### EXERCISE GOAL
Your task is to filter the entries and copy every line containing the string "white".

### RECORDS SUPPLIED
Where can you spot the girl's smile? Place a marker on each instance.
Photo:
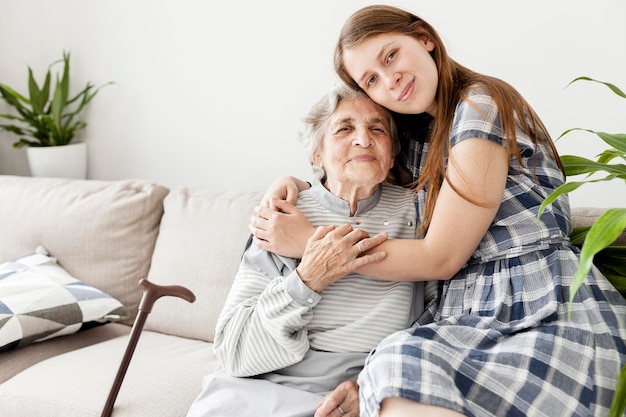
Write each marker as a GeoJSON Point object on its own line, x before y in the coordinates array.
{"type": "Point", "coordinates": [396, 71]}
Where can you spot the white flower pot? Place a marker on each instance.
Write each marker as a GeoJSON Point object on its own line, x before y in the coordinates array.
{"type": "Point", "coordinates": [67, 161]}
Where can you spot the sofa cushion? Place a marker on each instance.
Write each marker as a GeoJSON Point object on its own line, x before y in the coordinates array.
{"type": "Point", "coordinates": [12, 362]}
{"type": "Point", "coordinates": [39, 300]}
{"type": "Point", "coordinates": [102, 232]}
{"type": "Point", "coordinates": [163, 378]}
{"type": "Point", "coordinates": [203, 234]}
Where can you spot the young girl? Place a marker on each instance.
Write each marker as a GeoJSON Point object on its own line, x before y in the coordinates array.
{"type": "Point", "coordinates": [481, 162]}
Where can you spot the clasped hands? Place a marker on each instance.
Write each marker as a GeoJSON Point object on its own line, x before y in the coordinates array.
{"type": "Point", "coordinates": [327, 253]}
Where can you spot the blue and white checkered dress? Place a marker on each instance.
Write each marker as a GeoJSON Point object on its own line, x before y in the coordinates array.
{"type": "Point", "coordinates": [501, 343]}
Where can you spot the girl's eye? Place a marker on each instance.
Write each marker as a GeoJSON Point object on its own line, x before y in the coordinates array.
{"type": "Point", "coordinates": [391, 55]}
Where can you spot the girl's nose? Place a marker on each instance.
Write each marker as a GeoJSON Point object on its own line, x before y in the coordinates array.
{"type": "Point", "coordinates": [392, 79]}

### ANSWER SECTION
Where can you spot the white flower pot? Place a marker on each instance.
Where can you spot the blue and white checkered dress? Place a marker on each instance.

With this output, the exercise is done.